[Saved entries]
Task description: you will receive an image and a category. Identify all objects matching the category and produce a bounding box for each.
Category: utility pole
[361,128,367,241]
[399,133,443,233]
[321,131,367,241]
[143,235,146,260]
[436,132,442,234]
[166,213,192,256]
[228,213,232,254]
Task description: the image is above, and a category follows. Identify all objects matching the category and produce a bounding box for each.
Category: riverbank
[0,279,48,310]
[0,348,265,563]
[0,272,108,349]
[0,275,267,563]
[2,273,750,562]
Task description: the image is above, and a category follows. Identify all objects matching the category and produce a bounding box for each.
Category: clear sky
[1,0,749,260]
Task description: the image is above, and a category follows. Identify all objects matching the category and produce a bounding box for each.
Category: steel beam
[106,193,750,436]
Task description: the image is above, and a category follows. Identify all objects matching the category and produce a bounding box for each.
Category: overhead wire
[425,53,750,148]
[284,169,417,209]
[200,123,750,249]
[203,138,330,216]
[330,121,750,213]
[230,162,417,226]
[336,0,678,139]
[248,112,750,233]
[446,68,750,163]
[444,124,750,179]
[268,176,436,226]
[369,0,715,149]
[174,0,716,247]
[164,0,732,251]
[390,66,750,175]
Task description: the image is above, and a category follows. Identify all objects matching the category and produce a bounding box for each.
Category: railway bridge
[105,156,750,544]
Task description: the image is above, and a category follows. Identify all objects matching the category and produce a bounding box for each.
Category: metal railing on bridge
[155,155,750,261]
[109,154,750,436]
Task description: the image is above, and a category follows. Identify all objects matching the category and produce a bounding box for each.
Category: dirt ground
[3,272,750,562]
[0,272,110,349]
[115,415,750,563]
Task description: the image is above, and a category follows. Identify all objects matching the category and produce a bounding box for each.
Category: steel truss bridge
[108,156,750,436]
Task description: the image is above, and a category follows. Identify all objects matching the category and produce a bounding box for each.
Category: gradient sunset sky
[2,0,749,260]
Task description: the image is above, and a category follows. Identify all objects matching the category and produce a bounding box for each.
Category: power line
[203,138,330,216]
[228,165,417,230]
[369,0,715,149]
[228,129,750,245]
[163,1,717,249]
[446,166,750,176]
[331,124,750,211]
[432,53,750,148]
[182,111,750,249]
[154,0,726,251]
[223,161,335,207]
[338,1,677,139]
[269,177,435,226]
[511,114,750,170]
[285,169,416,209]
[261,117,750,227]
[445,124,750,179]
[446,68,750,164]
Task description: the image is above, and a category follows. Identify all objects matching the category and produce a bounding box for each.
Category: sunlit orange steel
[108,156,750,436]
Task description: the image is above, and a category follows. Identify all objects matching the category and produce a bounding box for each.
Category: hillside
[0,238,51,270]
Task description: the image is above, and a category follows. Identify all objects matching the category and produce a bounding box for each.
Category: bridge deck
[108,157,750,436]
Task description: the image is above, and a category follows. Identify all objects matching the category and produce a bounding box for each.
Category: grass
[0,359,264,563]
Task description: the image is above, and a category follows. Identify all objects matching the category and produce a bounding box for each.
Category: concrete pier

▶ [What is expected]: Reproduce the entries above in full, verbatim.

▶ [Answer to the exercise]:
Task description: you will receive an image and a category. Identify all objects matching the category and produce a bounding box for each.
Category: utility pole
[361,128,367,241]
[399,133,443,233]
[321,131,367,241]
[143,235,146,260]
[436,132,442,234]
[166,213,192,256]
[228,213,232,254]
Task description: the image is above, and a category follows. Identify all objects matching the category and produce a bounding box for each.
Category: riverbank
[0,279,48,310]
[0,348,265,563]
[0,272,108,349]
[0,275,267,563]
[2,273,750,562]
Task description: the image is above, and a category follows. Identify all objects matching the category and produce a bounding box for each.
Category: clear sky
[1,0,749,260]
Task description: the image is above, and a category follows. Identify all objects matching the category and produce a bounding box for each.
Category: steel beam
[106,193,750,436]
Task description: the image is above, and a category follows. Identify all objects matching the category and produce a bounding box for each.
Category: overhead wire
[425,53,750,148]
[284,169,417,209]
[200,123,750,249]
[203,138,330,216]
[330,121,750,213]
[230,162,417,226]
[336,0,678,139]
[248,112,750,233]
[446,68,750,163]
[444,124,750,179]
[268,176,436,226]
[369,0,715,149]
[174,0,716,247]
[164,0,732,251]
[390,66,750,175]
Task description: the image is above, and a category follows. Identify all objects matching the category and produce a bounding box for each.
Category: railway bridge
[105,156,750,544]
Task description: the image is above, and a category follows. Identify all objects matching the category and produce a bounding box for each.
Category: metal railing on bridge
[155,155,750,261]
[109,154,750,436]
Task description: the image is above, and a category follows. Identify all objects matching the category and produce a bounding box for each.
Category: dirt ground
[3,272,750,562]
[0,272,110,349]
[115,415,750,563]
Task description: the image is above, and a category follows. Identify all objects matching the category and produce a bounding box for each.
Category: steel truss bridge
[108,156,750,436]
Task description: the image is above, and a category follows. Identify all objects matching the category and produce a bounding box for each.
Category: gradient sunset sky
[2,0,749,260]
Task description: the image is above, and a category follows. Identify all objects matching the category and produce a bounding box for each.
Category: power line
[203,138,330,216]
[228,165,417,230]
[369,0,715,149]
[228,129,750,245]
[163,1,717,249]
[446,166,750,176]
[331,124,750,211]
[432,53,750,148]
[182,111,750,249]
[154,0,726,251]
[223,161,335,207]
[338,1,677,139]
[269,177,435,226]
[511,114,750,170]
[285,169,416,209]
[261,117,750,227]
[445,124,750,179]
[446,68,750,164]
Task description: the image is above, and a category follows. Identify all objects matching the category and produce a bounding box for each.
Category: sunlit orange steel
[108,156,750,436]
Task description: the image is above, and a category follows. Identify all objects matching the category and produce a bounding box for each.
Category: hillside
[0,238,51,270]
Task description: the image is above, and a category follows. Identify all objects matching the category and produce a bounding box for each.
Category: bridge deck
[108,157,750,436]
Task description: the image is above, and a category follows. Identify all objects matching the category and produce a bounding box for each.
Category: grass
[0,359,264,563]
Task description: the image is above, and a category follows. Identify all objects matching the category and produce a bounding box for each.
Category: concrete pier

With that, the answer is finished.